Exercise aim -> Return the run of lines below that opens with the line containing "Task: indicate every instance of the fur" and closes with the line containing "[(86, 33), (1, 189), (659, 374), (47, 71)]", keeping each one exact.

[Stored entries]
________________
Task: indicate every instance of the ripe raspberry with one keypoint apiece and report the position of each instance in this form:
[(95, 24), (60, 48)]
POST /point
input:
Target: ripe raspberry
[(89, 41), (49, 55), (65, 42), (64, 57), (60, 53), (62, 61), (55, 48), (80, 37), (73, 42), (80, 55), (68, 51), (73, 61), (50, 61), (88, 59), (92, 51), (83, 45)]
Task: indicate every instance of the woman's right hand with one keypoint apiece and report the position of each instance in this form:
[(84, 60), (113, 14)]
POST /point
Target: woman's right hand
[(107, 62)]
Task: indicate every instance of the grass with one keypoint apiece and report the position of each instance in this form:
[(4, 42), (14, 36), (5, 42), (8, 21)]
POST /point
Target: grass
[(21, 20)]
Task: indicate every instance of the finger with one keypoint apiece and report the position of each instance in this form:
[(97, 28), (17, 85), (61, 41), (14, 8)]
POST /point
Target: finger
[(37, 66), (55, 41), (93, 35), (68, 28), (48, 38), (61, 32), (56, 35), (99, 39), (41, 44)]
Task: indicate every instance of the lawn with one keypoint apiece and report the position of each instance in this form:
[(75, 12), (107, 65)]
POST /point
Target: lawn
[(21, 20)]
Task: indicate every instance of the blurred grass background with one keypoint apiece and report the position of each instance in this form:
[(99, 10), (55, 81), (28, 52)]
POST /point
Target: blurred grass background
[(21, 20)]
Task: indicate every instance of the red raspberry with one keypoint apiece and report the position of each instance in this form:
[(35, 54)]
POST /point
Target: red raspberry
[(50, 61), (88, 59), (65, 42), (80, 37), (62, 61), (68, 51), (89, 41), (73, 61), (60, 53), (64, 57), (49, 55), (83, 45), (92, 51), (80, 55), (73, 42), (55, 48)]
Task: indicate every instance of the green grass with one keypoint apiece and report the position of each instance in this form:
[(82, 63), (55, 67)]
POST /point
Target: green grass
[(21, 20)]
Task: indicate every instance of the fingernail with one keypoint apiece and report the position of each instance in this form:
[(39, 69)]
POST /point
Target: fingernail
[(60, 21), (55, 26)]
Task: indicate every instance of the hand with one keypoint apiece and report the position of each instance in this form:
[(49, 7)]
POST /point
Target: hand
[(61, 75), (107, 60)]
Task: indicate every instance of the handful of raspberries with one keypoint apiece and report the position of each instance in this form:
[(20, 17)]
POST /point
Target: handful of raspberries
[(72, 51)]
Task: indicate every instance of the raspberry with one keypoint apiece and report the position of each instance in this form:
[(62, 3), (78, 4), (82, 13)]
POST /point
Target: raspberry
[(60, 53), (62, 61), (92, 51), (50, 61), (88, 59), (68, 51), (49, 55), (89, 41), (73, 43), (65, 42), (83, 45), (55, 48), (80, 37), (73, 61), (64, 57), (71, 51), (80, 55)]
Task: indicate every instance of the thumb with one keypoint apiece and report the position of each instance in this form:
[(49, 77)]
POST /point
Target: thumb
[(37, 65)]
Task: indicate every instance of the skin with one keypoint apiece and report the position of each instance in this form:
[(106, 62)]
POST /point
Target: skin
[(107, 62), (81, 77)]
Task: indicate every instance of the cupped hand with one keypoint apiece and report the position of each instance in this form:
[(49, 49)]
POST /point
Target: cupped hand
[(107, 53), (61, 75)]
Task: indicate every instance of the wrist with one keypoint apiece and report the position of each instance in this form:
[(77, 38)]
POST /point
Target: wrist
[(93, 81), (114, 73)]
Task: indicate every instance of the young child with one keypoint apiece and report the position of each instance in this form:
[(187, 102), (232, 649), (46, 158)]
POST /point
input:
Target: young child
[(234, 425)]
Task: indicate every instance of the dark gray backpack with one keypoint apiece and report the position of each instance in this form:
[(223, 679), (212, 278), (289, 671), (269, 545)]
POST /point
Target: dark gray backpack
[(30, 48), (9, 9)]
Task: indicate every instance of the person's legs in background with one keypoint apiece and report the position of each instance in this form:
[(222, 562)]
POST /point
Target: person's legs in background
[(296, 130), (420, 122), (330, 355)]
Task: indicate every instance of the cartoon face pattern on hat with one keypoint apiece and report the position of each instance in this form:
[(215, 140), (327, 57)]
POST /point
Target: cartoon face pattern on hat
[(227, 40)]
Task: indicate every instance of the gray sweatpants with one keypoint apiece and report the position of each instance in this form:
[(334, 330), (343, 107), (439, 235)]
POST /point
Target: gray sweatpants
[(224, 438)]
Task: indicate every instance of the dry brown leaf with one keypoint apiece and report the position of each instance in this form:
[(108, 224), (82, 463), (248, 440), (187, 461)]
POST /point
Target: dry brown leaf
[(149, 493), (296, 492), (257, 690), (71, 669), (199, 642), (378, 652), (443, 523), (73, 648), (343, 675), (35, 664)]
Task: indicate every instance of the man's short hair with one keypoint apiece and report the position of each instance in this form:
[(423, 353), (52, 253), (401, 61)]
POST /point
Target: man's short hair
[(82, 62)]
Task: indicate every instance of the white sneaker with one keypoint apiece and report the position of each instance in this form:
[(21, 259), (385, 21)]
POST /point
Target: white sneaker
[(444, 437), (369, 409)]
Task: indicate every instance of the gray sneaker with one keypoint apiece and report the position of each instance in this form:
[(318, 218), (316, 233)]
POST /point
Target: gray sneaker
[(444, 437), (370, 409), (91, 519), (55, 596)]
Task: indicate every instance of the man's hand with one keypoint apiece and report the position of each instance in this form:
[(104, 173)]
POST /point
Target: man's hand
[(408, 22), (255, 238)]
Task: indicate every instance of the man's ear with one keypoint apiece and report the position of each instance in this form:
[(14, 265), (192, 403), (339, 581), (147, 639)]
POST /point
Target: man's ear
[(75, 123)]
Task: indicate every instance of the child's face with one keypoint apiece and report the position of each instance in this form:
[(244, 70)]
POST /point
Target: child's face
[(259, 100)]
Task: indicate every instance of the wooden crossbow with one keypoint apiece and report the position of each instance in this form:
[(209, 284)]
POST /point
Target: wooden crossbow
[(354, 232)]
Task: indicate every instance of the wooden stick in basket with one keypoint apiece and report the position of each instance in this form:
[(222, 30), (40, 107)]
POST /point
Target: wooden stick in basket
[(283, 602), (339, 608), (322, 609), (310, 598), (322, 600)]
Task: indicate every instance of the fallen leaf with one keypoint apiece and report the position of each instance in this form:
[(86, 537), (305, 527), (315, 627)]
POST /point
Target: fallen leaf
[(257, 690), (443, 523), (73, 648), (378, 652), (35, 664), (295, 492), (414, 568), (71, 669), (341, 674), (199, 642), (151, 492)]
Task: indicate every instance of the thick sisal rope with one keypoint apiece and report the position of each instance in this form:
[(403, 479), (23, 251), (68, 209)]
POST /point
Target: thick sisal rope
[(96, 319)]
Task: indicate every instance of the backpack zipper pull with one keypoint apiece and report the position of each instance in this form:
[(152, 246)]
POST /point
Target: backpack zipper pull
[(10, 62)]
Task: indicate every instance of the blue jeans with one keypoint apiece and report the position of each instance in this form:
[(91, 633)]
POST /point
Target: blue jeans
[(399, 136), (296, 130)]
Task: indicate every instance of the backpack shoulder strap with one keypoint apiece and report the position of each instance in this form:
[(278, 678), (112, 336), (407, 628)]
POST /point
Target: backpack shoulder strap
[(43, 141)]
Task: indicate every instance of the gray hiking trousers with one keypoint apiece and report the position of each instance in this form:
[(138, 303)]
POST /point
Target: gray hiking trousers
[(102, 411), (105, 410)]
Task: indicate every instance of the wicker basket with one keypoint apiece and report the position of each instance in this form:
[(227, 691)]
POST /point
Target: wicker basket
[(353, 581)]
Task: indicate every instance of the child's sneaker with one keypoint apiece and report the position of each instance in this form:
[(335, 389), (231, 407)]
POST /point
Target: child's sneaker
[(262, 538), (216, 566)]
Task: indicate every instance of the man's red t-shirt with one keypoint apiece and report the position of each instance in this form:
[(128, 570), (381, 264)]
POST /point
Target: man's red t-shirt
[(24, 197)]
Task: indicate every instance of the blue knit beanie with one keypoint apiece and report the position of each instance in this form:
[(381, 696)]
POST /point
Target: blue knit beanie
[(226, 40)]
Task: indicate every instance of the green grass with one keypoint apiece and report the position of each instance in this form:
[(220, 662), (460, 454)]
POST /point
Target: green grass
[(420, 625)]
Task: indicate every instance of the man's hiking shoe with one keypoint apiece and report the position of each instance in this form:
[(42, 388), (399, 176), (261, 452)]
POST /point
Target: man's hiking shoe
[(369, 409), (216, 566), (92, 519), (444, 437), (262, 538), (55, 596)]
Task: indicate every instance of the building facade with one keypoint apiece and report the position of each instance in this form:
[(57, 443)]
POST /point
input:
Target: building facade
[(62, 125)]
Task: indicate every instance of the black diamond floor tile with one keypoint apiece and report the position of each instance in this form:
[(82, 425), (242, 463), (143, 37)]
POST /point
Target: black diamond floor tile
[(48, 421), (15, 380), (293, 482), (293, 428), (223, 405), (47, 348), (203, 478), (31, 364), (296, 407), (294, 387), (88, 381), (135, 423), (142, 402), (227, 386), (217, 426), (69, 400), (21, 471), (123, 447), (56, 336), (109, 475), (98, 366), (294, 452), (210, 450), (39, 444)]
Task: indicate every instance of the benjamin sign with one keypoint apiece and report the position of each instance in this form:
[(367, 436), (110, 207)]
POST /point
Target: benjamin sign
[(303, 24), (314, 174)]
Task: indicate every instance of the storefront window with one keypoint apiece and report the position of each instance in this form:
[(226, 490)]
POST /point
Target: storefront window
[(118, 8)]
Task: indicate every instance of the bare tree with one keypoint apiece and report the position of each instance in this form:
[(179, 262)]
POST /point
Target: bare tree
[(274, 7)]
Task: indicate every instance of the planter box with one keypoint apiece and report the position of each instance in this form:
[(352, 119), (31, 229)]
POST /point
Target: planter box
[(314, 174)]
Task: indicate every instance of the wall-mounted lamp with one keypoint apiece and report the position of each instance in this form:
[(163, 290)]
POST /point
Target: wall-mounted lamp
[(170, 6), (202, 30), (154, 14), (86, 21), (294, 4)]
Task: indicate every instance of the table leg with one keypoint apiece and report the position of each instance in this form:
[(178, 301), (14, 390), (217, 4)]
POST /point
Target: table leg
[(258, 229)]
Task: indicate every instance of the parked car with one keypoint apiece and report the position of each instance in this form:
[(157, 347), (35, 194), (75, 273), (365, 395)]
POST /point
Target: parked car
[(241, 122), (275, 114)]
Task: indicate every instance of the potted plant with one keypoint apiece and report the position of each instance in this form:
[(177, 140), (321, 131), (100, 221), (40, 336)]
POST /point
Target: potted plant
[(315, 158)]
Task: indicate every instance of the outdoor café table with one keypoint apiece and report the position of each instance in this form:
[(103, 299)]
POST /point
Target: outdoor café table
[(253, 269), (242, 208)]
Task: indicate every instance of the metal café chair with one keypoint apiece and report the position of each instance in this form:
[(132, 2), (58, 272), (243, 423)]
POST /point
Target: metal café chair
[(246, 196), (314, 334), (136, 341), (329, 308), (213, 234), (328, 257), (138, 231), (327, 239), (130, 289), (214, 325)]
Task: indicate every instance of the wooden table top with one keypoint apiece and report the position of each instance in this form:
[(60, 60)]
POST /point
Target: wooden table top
________________
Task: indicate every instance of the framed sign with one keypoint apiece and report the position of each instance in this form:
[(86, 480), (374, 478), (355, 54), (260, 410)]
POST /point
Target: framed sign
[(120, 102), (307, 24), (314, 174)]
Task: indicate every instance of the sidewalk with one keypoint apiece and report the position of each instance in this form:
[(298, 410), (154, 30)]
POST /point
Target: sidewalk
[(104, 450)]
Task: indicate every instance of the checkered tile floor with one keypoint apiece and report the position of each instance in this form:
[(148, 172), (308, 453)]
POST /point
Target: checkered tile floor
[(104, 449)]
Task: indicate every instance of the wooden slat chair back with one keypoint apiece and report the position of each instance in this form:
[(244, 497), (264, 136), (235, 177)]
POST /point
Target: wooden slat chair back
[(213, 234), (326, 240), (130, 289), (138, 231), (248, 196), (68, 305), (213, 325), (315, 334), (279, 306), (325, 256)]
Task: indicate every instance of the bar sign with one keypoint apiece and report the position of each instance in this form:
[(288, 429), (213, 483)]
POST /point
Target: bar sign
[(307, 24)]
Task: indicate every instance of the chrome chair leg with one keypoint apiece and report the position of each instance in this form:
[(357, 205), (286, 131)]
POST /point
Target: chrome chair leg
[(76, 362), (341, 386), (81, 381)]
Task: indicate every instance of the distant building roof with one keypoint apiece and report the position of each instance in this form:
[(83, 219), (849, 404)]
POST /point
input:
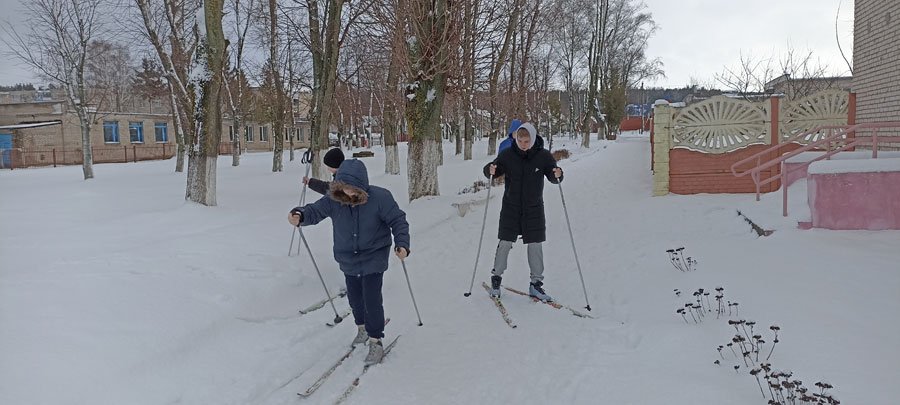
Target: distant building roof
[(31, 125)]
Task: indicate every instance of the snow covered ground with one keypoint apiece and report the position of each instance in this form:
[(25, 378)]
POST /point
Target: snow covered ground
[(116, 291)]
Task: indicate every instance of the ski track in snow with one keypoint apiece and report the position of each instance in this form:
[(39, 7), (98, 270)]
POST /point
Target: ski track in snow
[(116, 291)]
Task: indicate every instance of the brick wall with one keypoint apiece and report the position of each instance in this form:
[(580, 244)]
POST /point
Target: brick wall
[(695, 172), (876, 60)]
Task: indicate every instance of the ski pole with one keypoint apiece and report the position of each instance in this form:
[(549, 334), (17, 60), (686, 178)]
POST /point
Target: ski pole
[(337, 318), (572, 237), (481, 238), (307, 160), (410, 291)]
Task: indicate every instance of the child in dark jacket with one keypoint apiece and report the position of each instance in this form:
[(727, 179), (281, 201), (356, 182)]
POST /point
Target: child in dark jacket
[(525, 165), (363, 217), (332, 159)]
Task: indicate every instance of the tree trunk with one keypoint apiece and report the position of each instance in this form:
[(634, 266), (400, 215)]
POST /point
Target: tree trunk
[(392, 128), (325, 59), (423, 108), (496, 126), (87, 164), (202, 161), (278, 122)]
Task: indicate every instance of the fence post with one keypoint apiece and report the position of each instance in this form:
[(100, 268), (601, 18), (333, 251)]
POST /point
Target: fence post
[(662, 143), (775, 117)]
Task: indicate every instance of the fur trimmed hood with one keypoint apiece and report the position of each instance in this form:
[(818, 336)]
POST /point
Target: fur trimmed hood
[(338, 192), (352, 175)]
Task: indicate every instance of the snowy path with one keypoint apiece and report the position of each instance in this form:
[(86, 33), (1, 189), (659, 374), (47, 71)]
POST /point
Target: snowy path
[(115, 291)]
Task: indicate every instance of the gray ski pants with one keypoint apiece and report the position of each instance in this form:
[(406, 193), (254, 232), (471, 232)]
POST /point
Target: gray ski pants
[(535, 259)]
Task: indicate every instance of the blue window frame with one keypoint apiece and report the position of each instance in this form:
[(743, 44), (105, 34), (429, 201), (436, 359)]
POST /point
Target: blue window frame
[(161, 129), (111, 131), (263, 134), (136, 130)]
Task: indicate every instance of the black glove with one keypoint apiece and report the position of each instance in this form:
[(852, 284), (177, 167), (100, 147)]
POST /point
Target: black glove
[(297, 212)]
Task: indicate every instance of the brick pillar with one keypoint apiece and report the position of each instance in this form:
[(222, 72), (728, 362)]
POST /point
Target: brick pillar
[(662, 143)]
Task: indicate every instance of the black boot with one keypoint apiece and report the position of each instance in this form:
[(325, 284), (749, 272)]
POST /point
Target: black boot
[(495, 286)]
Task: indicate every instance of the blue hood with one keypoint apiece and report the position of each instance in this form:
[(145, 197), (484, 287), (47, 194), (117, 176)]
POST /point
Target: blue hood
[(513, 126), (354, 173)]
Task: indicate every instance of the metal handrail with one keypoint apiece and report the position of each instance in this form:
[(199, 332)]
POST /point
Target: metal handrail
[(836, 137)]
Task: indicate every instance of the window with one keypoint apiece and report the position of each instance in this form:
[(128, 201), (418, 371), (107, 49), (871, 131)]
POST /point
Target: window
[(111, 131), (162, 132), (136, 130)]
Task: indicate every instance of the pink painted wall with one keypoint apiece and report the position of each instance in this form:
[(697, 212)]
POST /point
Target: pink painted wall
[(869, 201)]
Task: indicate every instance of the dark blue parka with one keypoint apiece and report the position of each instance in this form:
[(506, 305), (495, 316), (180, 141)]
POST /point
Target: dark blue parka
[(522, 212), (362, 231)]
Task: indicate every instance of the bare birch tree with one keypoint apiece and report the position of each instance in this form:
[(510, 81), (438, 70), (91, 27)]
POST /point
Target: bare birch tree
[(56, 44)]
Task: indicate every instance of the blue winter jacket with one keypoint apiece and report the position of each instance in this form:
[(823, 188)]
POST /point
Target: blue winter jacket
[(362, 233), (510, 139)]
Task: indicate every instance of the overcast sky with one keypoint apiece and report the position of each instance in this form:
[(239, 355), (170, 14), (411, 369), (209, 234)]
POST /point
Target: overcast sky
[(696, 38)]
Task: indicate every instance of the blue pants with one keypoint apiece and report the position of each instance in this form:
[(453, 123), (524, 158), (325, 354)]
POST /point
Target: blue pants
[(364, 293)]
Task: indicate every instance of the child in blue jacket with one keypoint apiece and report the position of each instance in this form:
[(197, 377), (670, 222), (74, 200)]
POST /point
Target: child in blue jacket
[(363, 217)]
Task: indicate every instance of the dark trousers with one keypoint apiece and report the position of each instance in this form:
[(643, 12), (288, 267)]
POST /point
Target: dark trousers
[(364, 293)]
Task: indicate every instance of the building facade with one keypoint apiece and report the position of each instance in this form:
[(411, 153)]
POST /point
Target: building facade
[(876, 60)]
________________
Answer box ->
Task: indicate every instance of the fur trimmed hood with one keypoint apiece and report the position of each instance in this form:
[(818, 336)]
POST /point
Target: fur trimmed hood
[(338, 192), (352, 175)]
Task: indicate every instance of the snowy path with one keypoint apiece and report the position of each instance in this form:
[(86, 33), (1, 189), (659, 374), (47, 71)]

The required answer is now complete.